┌─ READING PASSAGE

Yet there is no visible affection between them.
When they’re on our deck, each occupies its own spot, well away from the others. If one encroaches on another’s space or food, a chase will ensue.
The family consists of a big male, a smaller male, and the smallest that I think is an adolescent female. (Sadly, there also used to be a large female, but we haven’t seen her in weeks. Was there a car, coyote, or cat responsible for her disappearance, I wonder?) The big male is dominant. The smaller squirrels defer to him. (As does an annoying poacher blue jay. I decide which animals are cute and which are pests around here!) The young male stays away from the big male, but won’t hesitate to steal from the little female. She’s on the bottom of the pecking order. Her tail is scruffy because the others chase her and nip at it. Sometimes she visibly trembles as she creeps around the males, trying to grab her share.
These are the only squirrels that show up in our yard. The territory clearly belongs to this squirrel family and no other.
Watching the squirrels and their non-harmonious, yet stable relationships highlights a vital aspect of human attachment.
Attachment isn’t about how much family members like one another or how well they get along. Rather, attachment is about the emotional intensity of bonded relationships.

└─
┌─ INFORMATION SHOWN

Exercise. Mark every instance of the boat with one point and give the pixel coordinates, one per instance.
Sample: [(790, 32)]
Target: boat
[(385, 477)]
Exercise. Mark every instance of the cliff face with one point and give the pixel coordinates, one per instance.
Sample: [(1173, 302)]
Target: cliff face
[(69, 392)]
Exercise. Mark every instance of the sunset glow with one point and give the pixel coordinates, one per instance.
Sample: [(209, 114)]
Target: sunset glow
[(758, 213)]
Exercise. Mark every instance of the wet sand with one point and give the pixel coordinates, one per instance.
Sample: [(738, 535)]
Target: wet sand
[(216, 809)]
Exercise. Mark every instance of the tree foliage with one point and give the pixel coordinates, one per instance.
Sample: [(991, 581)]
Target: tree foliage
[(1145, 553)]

└─

**SHORT PROBLEM 1**
In the squirrel passage, which squirrel is at the bottom of the pecking order?
**SHORT PROBLEM 2**
Write the next part of the passage about the squirrel family and attachment, picking up after its final sentence.

**EXERCISE ANSWER 1**
The little female, the smallest of the family.

**EXERCISE ANSWER 2**
Emotional intensity, not affection, is the glue that holds us together.
Unfortunately, too much intensity, rather like too much glue globbed between pieces of broken china, can also prohibit cohesive attachment.
When things get too intense between squirrels, they scuffle. The conflict is sudden, brief, and quickly forgotten.
Often conflict in human families comes and goes that quickly too. But sometimes it persists, leading to cut-offs that can last weeks, years, or even through multiple generations.
I think one lesson that can be learned by watching animal families is that attachment isn’t supposed to always feel good or cozy. Conflict is a normal part of attachment.
Maybe if everyone watched how squirrel families fight and make up, fight and make up, we humans would learn a lesson about the true nature of attachment in our own families.